__Exercise__
Tally the lines in the listing below that contain the string "building", with case counting, and give only that number.

· · · · ·

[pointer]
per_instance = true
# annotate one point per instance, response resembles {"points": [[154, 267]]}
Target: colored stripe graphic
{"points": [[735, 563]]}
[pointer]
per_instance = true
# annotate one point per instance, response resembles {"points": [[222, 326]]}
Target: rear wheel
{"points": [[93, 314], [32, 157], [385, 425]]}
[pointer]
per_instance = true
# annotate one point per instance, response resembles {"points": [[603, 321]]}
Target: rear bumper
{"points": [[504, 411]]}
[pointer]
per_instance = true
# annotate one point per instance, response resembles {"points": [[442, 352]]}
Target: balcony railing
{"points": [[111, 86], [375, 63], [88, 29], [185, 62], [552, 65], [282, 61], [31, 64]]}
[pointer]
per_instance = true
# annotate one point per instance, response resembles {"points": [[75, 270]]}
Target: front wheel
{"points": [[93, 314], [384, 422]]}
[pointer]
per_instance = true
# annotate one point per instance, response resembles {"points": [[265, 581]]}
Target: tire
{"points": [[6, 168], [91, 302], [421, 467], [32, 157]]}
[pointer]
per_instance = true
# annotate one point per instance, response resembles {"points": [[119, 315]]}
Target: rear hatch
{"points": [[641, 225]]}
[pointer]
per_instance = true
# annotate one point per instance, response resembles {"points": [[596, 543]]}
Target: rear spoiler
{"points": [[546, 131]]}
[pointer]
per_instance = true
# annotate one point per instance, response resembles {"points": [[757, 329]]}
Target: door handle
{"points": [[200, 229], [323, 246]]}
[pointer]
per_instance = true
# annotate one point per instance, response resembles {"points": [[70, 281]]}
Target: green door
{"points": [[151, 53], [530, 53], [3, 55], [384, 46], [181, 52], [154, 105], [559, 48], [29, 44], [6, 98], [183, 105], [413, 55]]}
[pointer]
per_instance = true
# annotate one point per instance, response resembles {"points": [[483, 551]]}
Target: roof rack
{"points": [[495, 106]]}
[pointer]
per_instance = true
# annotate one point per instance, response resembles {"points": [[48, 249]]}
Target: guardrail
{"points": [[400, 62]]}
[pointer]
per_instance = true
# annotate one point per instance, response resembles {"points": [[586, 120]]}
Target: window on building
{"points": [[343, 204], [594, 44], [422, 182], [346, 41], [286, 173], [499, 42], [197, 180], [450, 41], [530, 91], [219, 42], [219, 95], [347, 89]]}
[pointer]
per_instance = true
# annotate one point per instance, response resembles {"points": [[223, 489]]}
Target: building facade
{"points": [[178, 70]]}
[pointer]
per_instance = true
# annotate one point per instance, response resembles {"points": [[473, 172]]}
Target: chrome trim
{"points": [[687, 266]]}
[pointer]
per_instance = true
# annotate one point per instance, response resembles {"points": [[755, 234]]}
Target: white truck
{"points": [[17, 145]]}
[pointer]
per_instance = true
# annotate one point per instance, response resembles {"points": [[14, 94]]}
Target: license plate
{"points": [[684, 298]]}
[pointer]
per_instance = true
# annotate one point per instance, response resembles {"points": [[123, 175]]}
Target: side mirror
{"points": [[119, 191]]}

· · · · ·

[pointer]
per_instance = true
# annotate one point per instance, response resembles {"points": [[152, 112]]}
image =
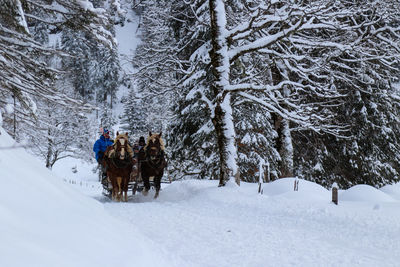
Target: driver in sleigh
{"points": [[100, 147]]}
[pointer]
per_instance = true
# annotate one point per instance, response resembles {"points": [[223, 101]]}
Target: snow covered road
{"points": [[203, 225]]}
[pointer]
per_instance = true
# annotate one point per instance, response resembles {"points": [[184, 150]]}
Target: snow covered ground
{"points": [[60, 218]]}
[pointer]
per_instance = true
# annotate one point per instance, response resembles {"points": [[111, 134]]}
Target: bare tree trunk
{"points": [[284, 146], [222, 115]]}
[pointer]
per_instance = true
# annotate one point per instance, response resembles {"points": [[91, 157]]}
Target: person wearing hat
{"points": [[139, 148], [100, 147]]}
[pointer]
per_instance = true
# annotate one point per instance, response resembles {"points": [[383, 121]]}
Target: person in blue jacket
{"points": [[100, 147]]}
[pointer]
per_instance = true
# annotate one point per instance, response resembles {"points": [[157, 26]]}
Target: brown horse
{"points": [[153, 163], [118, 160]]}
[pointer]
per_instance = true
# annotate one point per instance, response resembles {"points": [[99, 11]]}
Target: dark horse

· · · · ·

__The answer__
2